▸ TASK DETAILS
In the records below, count the lines that have "logo" and answer with the number alone.

##### PROVIDED ENTRIES

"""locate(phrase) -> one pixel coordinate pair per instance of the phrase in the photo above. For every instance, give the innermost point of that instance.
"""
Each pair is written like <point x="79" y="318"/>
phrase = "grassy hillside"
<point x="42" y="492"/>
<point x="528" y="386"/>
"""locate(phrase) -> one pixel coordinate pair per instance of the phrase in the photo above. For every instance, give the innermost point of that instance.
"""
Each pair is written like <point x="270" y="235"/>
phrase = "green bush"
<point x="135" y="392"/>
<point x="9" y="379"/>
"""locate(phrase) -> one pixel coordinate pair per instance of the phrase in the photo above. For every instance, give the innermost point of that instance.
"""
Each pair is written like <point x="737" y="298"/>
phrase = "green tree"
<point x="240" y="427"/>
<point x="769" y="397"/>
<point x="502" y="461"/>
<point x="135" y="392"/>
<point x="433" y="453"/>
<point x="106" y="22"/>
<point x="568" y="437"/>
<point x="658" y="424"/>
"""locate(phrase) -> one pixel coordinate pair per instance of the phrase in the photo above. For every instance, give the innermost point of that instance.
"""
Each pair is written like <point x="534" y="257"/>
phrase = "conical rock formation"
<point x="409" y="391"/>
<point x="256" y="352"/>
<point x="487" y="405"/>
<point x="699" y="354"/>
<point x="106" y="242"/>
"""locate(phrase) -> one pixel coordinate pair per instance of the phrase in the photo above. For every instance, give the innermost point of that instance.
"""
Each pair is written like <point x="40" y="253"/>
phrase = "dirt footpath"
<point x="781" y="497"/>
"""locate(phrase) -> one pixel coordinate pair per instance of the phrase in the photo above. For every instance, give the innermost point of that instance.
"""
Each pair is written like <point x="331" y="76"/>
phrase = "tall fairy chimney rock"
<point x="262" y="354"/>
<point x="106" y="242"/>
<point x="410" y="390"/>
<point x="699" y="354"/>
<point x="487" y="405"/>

##########
##### PROVIDED ENTRIES

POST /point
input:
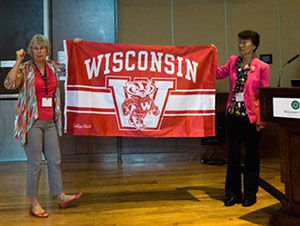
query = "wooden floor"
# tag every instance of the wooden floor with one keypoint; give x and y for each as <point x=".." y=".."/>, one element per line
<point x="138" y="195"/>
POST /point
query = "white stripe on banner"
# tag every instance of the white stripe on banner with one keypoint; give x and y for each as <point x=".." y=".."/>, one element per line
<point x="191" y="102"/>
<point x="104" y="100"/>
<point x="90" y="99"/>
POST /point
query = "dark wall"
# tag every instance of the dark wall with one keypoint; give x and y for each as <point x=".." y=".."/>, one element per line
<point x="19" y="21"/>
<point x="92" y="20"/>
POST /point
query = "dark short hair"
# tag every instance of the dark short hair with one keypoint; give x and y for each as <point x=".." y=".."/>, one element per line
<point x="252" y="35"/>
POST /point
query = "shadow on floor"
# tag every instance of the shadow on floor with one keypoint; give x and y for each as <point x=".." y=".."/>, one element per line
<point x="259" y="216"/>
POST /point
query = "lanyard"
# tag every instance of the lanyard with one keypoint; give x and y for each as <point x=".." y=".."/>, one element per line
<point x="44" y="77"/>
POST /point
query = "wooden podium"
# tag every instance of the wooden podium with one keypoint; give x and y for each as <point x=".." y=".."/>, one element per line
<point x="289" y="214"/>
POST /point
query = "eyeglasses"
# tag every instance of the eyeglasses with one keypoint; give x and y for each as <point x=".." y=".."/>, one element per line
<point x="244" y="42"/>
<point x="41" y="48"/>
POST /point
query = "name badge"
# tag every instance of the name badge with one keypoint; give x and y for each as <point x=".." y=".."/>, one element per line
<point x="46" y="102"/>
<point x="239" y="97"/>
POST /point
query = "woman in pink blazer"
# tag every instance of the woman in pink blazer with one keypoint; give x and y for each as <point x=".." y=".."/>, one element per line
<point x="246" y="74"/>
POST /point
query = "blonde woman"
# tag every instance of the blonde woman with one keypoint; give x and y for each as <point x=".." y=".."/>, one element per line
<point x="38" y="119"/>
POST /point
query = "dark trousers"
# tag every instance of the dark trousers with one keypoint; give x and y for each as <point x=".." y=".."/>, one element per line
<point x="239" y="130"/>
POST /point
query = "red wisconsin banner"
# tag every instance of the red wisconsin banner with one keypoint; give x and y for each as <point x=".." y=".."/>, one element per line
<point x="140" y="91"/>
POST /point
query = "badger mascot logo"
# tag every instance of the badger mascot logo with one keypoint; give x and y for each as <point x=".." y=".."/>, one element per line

##########
##### PROVIDED ENTRIES

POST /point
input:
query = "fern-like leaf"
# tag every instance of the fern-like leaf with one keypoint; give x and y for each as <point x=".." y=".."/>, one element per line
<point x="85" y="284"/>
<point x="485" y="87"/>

##########

▸ RESPONSE
2